# Recorded information:
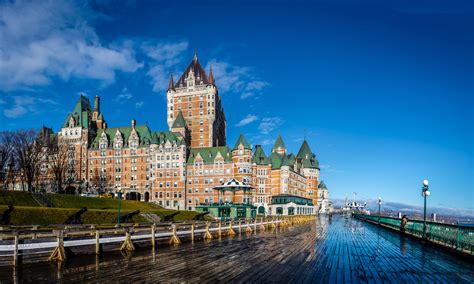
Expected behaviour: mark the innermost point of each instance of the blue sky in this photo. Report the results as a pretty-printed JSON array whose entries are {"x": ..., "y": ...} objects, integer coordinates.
[{"x": 383, "y": 90}]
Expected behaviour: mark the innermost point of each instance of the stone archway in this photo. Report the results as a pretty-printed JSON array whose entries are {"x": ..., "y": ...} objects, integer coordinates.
[{"x": 133, "y": 195}]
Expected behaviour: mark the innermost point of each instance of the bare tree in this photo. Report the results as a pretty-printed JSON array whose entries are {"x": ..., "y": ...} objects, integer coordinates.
[
  {"x": 28, "y": 153},
  {"x": 6, "y": 156},
  {"x": 58, "y": 162}
]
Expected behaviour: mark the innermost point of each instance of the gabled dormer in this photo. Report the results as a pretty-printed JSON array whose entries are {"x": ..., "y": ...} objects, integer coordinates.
[
  {"x": 133, "y": 140},
  {"x": 104, "y": 141},
  {"x": 279, "y": 146}
]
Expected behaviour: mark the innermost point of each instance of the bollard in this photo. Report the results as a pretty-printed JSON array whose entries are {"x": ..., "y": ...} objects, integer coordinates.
[
  {"x": 153, "y": 228},
  {"x": 174, "y": 238},
  {"x": 262, "y": 226},
  {"x": 249, "y": 228},
  {"x": 97, "y": 242},
  {"x": 15, "y": 251},
  {"x": 59, "y": 254},
  {"x": 207, "y": 234},
  {"x": 230, "y": 232},
  {"x": 127, "y": 244}
]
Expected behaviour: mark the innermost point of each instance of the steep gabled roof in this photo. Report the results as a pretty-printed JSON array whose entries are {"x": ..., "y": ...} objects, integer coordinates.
[
  {"x": 279, "y": 143},
  {"x": 199, "y": 74},
  {"x": 179, "y": 122},
  {"x": 143, "y": 132},
  {"x": 242, "y": 141},
  {"x": 259, "y": 156},
  {"x": 275, "y": 160},
  {"x": 208, "y": 154},
  {"x": 80, "y": 113},
  {"x": 322, "y": 185},
  {"x": 307, "y": 157}
]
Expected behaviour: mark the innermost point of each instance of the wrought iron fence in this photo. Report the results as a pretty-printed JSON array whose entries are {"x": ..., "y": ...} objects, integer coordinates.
[{"x": 458, "y": 237}]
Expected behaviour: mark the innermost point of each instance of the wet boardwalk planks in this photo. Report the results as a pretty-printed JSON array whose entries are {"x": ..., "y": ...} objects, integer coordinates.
[{"x": 336, "y": 251}]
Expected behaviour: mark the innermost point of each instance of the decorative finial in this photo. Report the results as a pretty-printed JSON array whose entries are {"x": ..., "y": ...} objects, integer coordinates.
[
  {"x": 171, "y": 82},
  {"x": 211, "y": 76}
]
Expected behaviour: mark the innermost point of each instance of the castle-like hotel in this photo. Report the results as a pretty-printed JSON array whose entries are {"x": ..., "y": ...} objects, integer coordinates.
[{"x": 180, "y": 168}]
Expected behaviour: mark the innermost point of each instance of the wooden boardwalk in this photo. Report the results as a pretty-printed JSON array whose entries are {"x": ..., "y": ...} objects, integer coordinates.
[{"x": 326, "y": 251}]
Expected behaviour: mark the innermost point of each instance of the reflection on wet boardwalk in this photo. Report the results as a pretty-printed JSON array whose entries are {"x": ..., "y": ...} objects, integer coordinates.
[{"x": 337, "y": 250}]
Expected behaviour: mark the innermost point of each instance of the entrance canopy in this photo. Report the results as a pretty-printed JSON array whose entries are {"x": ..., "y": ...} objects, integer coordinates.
[{"x": 234, "y": 185}]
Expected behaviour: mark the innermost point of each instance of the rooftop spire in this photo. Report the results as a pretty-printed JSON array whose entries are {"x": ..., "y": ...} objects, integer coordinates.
[
  {"x": 171, "y": 82},
  {"x": 211, "y": 76}
]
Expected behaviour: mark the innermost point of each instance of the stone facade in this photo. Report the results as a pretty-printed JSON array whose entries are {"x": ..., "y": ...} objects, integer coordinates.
[{"x": 178, "y": 168}]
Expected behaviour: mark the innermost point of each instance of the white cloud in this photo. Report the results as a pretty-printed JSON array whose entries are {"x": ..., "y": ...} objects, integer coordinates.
[
  {"x": 247, "y": 120},
  {"x": 42, "y": 40},
  {"x": 123, "y": 96},
  {"x": 25, "y": 104},
  {"x": 236, "y": 79},
  {"x": 139, "y": 104},
  {"x": 269, "y": 124},
  {"x": 165, "y": 58}
]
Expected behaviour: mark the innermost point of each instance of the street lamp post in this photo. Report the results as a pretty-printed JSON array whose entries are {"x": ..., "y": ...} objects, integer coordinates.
[
  {"x": 119, "y": 194},
  {"x": 425, "y": 193},
  {"x": 380, "y": 202}
]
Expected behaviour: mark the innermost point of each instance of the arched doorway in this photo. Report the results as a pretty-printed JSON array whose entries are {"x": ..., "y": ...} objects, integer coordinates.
[
  {"x": 291, "y": 210},
  {"x": 133, "y": 195},
  {"x": 70, "y": 190}
]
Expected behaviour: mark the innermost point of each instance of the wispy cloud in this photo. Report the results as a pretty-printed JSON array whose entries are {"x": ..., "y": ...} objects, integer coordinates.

# What is required:
Each line from the one containing "of the arched" to the end of the records should be echoed exactly, and no other line.

# Task result:
Expected behaviour: mark the innermost point of each instance of the arched doorway in this photo. Report the results as a pretty-printed JSON array whose entries are {"x": ..., "y": ...} objects, integer coordinates.
[
  {"x": 291, "y": 210},
  {"x": 133, "y": 195},
  {"x": 70, "y": 190}
]
Expected behaviour: mark the innermost point of each instance of the wispy cloud in this photo. Report the results as a pretty-printed JSON array whose entries are {"x": ..., "y": ...} objects, integer coordinates.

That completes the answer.